[GIVEN PROBLEM]
Restate each line word for word. Leave out every picture.

[MATERIAL TO PROCESS]
════════════════════

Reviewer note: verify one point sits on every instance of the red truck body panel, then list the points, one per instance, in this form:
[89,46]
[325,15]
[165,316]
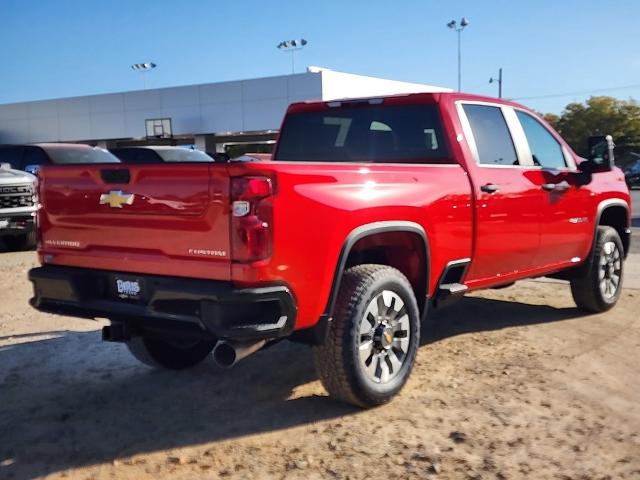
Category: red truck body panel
[179,224]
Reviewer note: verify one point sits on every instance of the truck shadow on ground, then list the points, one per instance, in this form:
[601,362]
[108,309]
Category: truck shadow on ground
[73,401]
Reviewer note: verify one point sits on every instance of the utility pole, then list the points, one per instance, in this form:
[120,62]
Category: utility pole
[458,29]
[499,81]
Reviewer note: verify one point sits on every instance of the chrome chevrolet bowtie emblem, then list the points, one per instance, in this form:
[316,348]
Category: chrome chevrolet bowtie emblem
[116,198]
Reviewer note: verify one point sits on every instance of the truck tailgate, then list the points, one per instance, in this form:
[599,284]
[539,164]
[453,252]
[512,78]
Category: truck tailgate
[166,219]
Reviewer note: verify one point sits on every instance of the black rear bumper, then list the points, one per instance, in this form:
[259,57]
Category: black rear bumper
[16,224]
[202,307]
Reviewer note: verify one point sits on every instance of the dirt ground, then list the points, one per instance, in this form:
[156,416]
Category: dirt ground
[512,383]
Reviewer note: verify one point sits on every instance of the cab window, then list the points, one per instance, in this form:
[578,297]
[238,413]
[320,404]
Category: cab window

════════════════════

[TASK RESULT]
Reviewer note: verify one point sits on every instance of the red truck body panel, then list the points, one per instance, in this form:
[89,46]
[325,15]
[165,316]
Category: red truck body panel
[179,224]
Reviewer note: verify one point sits on every instance of the truck shadow on ground, then list the points, one per instance, in this form:
[601,362]
[108,309]
Category: truck shadow on ground
[73,401]
Reviewer note: verify one point sits on every instance of the utility pole, then list the points, one per instance, in this form:
[120,62]
Category: utility pole
[458,29]
[499,81]
Reviewer note: verify one point sits on every instance of the chrome chevrolet bowtie emblem, then list the points, one per instance, in this form:
[316,348]
Category: chrome chevrolet bowtie emblem
[116,198]
Reviewer note: verify one point sits on every instance of the truck tailgate, then list the points, one per instance, in this form:
[599,284]
[539,164]
[453,252]
[512,78]
Category: truck tailgate
[166,219]
Reviewer note: verify one point sits on every instance of the black rear bumper, then list the points, one per instance, in this form:
[259,57]
Category: black rear bumper
[16,224]
[202,307]
Reviewer note: verify one point sits on every instance of the dirt ground, then list the points, one per instance, in this form:
[156,416]
Category: dirt ground
[512,383]
Reviewer note: verify one point sits on every instance of the cab window, then list the points, one per instance, in this form:
[578,297]
[238,413]
[320,404]
Category: cab window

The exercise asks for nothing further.